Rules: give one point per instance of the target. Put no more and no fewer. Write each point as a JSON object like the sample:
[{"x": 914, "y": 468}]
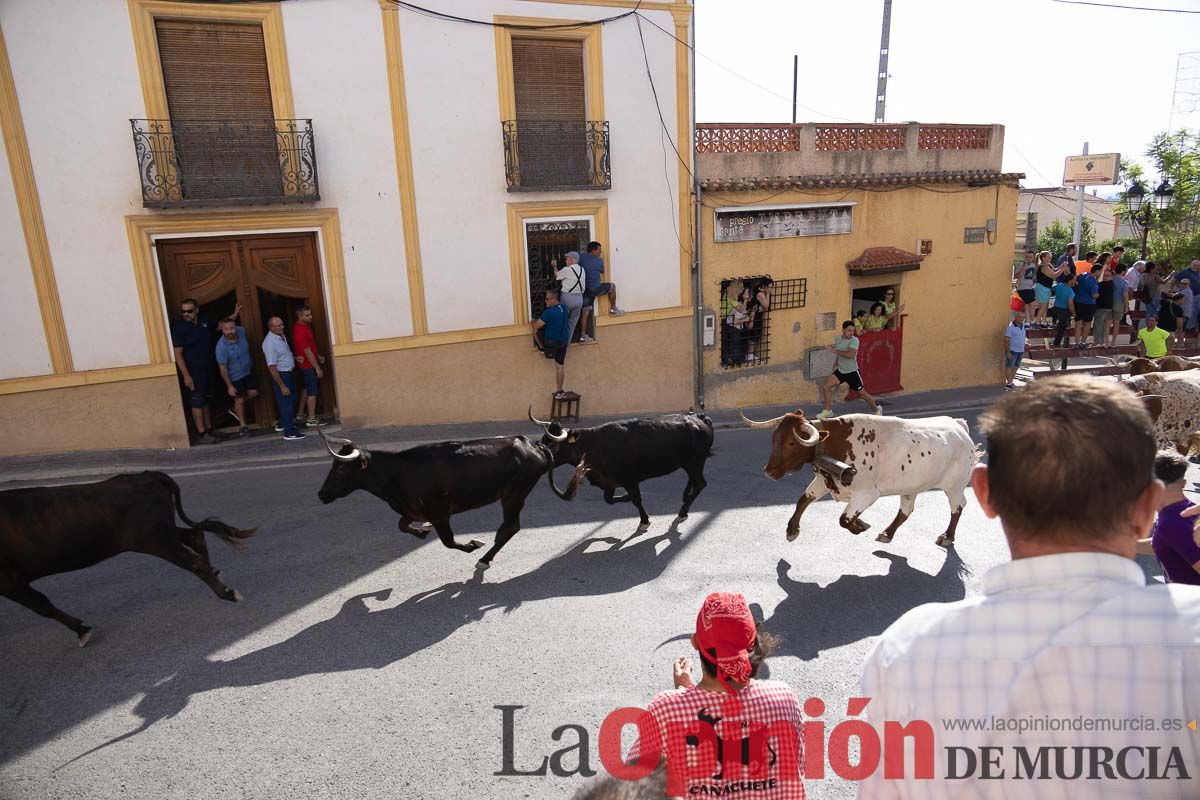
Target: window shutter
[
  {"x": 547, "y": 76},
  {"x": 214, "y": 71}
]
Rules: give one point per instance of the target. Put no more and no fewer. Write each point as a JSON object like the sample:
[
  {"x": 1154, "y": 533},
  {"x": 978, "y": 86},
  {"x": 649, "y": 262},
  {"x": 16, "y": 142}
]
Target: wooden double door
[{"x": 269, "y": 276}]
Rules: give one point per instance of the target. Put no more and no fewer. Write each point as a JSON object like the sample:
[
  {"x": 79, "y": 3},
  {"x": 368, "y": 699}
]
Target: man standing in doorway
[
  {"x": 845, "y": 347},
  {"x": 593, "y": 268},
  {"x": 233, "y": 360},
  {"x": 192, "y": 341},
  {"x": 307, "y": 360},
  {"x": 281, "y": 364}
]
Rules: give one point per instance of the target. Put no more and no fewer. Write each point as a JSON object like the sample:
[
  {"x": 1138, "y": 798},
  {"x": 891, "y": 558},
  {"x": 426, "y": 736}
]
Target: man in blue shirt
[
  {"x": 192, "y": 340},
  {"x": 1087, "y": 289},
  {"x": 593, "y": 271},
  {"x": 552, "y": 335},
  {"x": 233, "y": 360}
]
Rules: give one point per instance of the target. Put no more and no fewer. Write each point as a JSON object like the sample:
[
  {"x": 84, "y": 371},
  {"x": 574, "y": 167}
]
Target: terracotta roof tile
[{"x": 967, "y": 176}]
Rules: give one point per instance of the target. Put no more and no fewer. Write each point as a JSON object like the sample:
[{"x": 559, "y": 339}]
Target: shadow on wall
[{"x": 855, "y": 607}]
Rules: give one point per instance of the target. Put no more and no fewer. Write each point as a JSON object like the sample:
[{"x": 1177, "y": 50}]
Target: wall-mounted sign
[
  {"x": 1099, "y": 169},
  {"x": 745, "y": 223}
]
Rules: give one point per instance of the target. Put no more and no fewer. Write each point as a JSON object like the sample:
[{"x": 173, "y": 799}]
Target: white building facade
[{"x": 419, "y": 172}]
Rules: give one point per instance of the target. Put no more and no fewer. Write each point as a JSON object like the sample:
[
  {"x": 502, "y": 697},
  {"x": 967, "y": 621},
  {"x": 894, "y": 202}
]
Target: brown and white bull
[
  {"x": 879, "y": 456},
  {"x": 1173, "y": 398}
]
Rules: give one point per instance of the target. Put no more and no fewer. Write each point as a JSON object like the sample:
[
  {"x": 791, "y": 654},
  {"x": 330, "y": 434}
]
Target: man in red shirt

==*==

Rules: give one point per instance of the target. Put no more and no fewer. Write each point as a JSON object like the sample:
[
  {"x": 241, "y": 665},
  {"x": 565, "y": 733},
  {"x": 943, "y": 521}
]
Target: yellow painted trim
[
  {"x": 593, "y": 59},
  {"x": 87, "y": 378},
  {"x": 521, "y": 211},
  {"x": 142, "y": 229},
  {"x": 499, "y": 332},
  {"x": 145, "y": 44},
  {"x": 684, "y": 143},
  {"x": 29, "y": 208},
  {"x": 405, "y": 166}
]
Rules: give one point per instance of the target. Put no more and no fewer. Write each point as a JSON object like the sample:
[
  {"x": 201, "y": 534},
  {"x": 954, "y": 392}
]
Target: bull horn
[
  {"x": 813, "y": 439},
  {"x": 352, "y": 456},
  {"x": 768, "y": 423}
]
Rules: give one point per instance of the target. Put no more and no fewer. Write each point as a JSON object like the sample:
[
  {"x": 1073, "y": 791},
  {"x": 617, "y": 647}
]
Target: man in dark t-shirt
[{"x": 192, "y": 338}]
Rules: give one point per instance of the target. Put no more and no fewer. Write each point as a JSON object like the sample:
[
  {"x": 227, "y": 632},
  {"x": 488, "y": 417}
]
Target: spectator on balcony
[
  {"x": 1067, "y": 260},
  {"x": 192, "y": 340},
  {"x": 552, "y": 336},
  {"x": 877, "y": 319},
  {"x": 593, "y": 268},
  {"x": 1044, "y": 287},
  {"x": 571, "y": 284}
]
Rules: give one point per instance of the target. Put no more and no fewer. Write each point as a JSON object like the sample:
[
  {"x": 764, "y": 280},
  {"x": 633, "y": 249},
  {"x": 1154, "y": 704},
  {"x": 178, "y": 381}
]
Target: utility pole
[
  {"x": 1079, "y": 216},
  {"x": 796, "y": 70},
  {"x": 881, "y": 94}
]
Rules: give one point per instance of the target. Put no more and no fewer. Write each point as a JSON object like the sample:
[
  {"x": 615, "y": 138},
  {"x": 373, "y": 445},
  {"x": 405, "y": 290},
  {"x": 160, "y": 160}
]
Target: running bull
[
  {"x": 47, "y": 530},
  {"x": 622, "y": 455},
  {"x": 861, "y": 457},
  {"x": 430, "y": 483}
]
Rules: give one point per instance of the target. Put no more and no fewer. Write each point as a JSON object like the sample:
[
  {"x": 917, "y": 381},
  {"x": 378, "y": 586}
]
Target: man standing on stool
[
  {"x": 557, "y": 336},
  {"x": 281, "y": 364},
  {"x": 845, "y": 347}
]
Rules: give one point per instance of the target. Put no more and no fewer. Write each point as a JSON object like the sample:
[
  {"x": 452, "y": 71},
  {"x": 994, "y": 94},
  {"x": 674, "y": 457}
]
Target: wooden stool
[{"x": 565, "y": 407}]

==*==

§ **Aim of the task**: Restate word for word the entries above, starting at the line with "Target: shadow on wall" and ending at the line with "Target: man in red shirt", inclusive, and no others.

§ **Your response**:
Target: shadow on wall
[{"x": 855, "y": 607}]
Rules: give one point per instance of the target. Put no more and no fewer. Write each point as a JSON object like the sample:
[{"x": 1177, "y": 50}]
Target: wall-mounted sign
[
  {"x": 1099, "y": 169},
  {"x": 745, "y": 223}
]
Rules: give one point per instance of the target. Put no more and no fewer. Write each point as a JSON object like the sample:
[{"x": 173, "y": 799}]
Target: white building facade
[{"x": 419, "y": 172}]
Rules: give one point per instance of the target. Put no more and no fewer. Write each point as a JSON object like the sample:
[
  {"x": 502, "y": 697},
  {"x": 967, "y": 621},
  {"x": 894, "y": 202}
]
Target: brown and white bull
[
  {"x": 879, "y": 456},
  {"x": 1173, "y": 398}
]
Rules: give one point per instance of the target. Put no more and no fewer. Write each point as a JSON object like the sample:
[
  {"x": 791, "y": 654},
  {"x": 330, "y": 434}
]
Target: man in red shirt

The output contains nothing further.